## Your objective
Convert every line of the rows below into a Markdown table with two columns, Number and Line, and leave out any blank lines.

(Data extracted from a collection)
——
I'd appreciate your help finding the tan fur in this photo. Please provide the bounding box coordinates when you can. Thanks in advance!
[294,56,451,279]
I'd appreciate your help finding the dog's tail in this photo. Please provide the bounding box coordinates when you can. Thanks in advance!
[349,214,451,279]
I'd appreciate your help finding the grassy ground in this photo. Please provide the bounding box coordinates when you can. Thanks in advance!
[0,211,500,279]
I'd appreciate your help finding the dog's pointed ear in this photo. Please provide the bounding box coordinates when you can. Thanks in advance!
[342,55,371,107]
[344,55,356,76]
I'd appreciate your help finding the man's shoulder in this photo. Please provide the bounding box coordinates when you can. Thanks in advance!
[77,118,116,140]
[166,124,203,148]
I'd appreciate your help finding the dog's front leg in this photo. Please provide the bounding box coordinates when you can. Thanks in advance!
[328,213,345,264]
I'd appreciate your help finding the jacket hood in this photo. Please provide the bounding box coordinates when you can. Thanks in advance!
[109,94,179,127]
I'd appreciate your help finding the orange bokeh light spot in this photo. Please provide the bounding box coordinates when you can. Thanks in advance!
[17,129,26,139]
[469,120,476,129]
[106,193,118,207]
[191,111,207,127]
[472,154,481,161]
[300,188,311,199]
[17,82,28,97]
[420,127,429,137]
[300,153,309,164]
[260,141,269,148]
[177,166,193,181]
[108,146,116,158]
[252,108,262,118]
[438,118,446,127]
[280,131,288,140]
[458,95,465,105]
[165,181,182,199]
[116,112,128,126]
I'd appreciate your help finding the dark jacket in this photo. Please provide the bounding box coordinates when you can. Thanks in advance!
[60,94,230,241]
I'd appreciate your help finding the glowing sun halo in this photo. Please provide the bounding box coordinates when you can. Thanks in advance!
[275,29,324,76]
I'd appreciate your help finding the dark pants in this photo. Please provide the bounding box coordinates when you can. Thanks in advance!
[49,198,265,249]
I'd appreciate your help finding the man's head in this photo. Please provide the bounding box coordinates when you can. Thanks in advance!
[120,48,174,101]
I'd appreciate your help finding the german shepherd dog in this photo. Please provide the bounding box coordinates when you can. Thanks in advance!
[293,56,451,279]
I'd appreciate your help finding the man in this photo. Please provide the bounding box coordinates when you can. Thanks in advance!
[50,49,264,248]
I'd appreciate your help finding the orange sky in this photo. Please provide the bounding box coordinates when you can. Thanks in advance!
——
## Correct output
| Number | Line |
|---|---|
| 1 | I'd appreciate your help finding the tan fur in this photo. Please provide the bounding box coordinates when you can. Thanks in advance! |
| 2 | [294,56,451,279] |
| 3 | I'd appreciate your help finding the dog's tail in this photo. Please provide the bounding box coordinates when you can. Thanks in advance! |
| 4 | [349,214,451,279] |
| 5 | I'd appreciate your help finding the grassy ground in this photo. Please provide the bounding box coordinates when you can. Thanks in advance! |
| 6 | [0,211,500,279] |
| 7 | I'd appreciate your help finding the dog's pointed ear in this photo. Please provide the bounding box coordinates when you can. Thanks in advance! |
| 8 | [342,55,371,107] |
| 9 | [344,55,356,76] |
| 10 | I'd appreciate your help finding the man's shoulder in this photo. Please provide the bounding box coordinates when you can. Thanks in advance! |
| 11 | [77,118,116,140] |
| 12 | [166,124,203,148] |
| 13 | I'd appreciate your help finding the dog's front leg in this photo. Please provide the bounding box coordinates when you can. Thanks in advance! |
| 14 | [328,213,345,264] |
| 15 | I'd appreciate your help finding the jacket hood in this photo. Please provide the bounding box coordinates when you can. Thanks in advance! |
| 16 | [109,94,179,127] |
| 17 | I'd appreciate your help finding the orange bokeh light spot in this photo. Please provide the bounding box coordinates when you can. Thanks in advance! |
| 18 | [17,129,26,139] |
| 19 | [469,120,476,129] |
| 20 | [106,193,118,207] |
| 21 | [191,111,207,127] |
| 22 | [472,154,481,161] |
| 23 | [300,188,311,199] |
| 24 | [17,82,28,97] |
| 25 | [420,127,429,137] |
| 26 | [300,153,309,164] |
| 27 | [260,141,269,148] |
| 28 | [177,166,193,181] |
| 29 | [108,146,116,158] |
| 30 | [252,108,262,118] |
| 31 | [438,118,446,127] |
| 32 | [280,131,288,140] |
| 33 | [458,95,465,105] |
| 34 | [165,181,182,199] |
| 35 | [116,112,128,126] |
| 36 | I'd appreciate your help finding the dark jacket in this photo. Please provide the bounding box coordinates when you can. Thanks in advance! |
| 37 | [60,94,230,241] |
| 38 | I'd appreciate your help finding the glowing sun halo in this photo. Please provide the bounding box coordinates when you can. Thanks in advance! |
| 39 | [275,29,324,76] |
| 40 | I'd appreciate your help finding the dark pants in this photo. Please provide the bounding box coordinates when you can. Thanks in advance! |
| 41 | [49,198,265,249] |
| 42 | I'd appreciate your help finding the man's head in this photo. Please provide the bounding box coordinates when you can. Thanks in advance! |
| 43 | [120,48,174,101] |
| 44 | I'd appreciate your help finding the german shepherd dog in this photo. Please provide the bounding box coordinates when you can. Thanks in advance! |
| 45 | [293,56,451,279] |
| 46 | I'd appreciate your help finding the man in this photo. Please provide the bounding box coordinates when you can. Thanks in advance! |
| 47 | [50,49,264,248] |
| 48 | I'd appreciate your help finding the orange sky in this photo. Please provide the bounding box coordinates when you can. Thanks in advance! |